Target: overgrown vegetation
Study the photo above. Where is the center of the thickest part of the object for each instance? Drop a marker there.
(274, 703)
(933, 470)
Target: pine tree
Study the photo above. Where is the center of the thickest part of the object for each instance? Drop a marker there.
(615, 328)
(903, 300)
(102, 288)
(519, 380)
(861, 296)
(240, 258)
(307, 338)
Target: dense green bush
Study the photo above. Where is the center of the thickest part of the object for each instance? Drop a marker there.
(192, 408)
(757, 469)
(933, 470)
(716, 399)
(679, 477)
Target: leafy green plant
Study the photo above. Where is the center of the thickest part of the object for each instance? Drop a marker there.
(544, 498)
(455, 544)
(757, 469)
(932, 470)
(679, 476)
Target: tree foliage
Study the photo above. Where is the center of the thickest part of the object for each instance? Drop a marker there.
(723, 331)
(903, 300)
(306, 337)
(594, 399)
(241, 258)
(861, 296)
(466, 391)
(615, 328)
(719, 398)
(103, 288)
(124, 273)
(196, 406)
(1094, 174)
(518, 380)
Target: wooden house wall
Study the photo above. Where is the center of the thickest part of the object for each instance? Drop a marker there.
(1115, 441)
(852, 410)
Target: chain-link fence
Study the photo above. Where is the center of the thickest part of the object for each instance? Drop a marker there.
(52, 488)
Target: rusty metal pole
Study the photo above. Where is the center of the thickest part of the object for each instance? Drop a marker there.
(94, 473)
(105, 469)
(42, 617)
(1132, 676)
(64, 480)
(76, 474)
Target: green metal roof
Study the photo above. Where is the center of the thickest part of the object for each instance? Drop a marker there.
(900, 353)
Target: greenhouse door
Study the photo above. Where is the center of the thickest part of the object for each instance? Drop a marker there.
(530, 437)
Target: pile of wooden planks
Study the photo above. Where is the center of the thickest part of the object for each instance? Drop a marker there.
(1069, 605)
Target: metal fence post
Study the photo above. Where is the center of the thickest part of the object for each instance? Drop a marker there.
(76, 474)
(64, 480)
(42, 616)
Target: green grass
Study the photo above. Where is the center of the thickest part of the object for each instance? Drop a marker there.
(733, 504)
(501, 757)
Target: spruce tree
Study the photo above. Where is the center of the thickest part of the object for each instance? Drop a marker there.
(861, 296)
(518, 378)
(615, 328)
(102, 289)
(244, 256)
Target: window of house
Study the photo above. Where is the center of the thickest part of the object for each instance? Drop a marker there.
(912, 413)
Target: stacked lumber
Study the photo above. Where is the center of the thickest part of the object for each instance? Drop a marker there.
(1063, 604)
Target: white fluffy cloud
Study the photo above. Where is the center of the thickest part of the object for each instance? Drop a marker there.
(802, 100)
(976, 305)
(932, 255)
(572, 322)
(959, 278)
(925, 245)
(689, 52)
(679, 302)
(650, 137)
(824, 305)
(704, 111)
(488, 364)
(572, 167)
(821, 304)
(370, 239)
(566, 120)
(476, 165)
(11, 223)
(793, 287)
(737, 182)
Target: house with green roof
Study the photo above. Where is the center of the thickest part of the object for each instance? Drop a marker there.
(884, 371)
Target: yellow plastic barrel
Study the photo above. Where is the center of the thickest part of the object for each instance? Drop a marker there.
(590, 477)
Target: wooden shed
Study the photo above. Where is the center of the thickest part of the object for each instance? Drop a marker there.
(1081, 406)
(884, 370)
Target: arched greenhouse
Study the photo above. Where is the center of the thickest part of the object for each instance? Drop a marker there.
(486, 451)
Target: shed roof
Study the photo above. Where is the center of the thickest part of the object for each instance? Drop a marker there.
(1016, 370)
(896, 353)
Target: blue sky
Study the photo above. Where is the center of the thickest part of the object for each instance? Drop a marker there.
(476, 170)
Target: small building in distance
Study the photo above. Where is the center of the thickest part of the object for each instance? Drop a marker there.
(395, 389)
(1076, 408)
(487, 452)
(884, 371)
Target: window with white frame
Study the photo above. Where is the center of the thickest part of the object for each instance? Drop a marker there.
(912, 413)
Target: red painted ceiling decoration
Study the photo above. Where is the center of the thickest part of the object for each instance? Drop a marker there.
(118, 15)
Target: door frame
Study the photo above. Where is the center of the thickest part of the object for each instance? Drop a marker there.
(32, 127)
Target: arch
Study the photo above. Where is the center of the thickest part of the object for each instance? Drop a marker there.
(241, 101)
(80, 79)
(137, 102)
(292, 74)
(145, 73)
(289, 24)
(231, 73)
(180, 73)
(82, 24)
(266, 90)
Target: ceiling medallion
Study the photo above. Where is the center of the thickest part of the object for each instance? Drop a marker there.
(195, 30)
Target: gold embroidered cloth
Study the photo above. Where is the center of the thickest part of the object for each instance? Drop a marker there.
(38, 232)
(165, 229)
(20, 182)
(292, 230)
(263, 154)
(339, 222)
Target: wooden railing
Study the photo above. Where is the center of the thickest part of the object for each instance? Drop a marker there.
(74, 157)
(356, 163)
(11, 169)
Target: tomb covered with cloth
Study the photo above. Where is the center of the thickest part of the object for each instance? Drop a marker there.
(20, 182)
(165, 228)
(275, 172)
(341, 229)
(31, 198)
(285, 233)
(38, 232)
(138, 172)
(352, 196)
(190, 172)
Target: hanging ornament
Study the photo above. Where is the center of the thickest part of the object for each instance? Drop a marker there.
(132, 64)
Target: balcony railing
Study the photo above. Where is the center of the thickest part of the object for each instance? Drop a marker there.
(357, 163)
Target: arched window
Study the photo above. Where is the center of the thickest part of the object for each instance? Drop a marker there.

### YOUR ASSIGNMENT
Return, exactly as they stand, the lines from the start of the records above through the line with "Target: tree foliage", both ends included, and no other lines.

### ANSWER SPACE
Target: overgrown vegetation
Study the photo above. Where is the center of the thickest part of the object for each instance? Drop a marker there.
(274, 703)
(933, 470)
Target: pine tree
Study the photo above. Where is the center of the thickest part of the object for each instance? Drop a marker there.
(615, 328)
(903, 300)
(102, 288)
(519, 380)
(861, 296)
(240, 258)
(307, 338)
Target: dense green bush
Study the photo above. Where is the center of the thickest part of the object for each instance? Drop a marker there.
(192, 408)
(757, 469)
(933, 470)
(716, 399)
(679, 477)
Target: leafy green plant
Study the photo above. Where is the center of the thickest part of the object for each instance? Drop a marker there.
(544, 498)
(455, 544)
(757, 469)
(932, 470)
(679, 476)
Target: tree foliage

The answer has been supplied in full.